*A TAREFA*
No trecho do documento, há quanto tempo a ciência diz que começou a formação do mundo atual?

*TRECHO DO DOCUMENTO*
'''

Sub tuum praesidium

(Por Dom Geraldo de Proença Sigaud, SVD)

Em sua Providência, Deus como Pai amoroso reserva para as épocas difíceis da Igreja recursos especiais. Para nosso século agitado pelo evolucionismo materialista reservou a descoberta da cultura dos povos primitivos, que nos ensinam que a humanidade pré-histórica era religiosa, monogâmica, tinha alto nível moral, respeitava o direito de propriedade e praticava um culto simples, sincero, em honra do único Deus, Pai e Criador do céu e da terra.

Para este mesmo século materialista, a Providência reservou a descoberta de métodos científicos que possibilitam medir a idade do mundo, corroborando o ensinamento da teologia católica, segundo o qual o mundo foi criado com o tempo e este tem duração limitada. Realmente, a ciência estabelece hoje que entre 5 e 10 bilhões de anos atrás teve início na matéria o processo de formação do mundo atual.

'''

*DADOS FORNECIDOS*
'''

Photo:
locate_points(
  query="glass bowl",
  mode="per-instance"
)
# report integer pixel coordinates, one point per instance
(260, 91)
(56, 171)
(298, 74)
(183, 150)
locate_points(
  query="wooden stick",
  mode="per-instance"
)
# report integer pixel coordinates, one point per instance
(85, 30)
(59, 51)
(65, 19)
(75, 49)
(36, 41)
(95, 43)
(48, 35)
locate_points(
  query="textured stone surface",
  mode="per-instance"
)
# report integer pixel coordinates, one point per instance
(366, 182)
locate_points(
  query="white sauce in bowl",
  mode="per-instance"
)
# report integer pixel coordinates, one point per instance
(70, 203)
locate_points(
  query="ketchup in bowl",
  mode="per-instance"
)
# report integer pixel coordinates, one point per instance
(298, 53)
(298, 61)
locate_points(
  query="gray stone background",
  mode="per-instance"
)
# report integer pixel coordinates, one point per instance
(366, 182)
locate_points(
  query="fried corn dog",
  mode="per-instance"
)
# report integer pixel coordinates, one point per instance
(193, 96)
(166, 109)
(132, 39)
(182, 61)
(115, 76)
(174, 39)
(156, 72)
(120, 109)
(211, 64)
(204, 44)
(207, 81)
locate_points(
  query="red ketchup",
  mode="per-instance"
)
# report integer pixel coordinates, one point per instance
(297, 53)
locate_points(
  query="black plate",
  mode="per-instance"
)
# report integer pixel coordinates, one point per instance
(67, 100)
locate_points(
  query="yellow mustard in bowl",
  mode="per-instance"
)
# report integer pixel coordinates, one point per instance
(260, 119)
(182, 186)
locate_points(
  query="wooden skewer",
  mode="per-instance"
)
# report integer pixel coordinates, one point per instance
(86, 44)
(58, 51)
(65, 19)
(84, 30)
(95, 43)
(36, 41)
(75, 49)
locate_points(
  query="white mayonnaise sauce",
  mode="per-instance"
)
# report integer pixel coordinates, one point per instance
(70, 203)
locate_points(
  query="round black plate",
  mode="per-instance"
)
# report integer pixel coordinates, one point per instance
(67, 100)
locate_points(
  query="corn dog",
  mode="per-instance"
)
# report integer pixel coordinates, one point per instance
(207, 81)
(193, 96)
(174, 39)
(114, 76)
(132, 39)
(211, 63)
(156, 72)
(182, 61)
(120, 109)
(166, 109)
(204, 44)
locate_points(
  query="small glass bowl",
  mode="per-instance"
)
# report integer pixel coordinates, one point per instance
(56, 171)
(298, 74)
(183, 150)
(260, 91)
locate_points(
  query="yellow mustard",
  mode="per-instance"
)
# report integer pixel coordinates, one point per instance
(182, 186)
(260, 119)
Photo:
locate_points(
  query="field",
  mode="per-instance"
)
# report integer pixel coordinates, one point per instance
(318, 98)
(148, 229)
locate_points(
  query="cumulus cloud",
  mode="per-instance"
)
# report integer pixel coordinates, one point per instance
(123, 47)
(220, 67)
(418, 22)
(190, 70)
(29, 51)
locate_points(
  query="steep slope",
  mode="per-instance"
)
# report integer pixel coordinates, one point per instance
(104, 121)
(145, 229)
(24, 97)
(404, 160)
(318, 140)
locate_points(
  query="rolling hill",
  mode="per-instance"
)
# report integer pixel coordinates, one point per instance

'''

*RESPOSTA COMPLETA*
Entre 5 e 10 bilhões de anos atrás.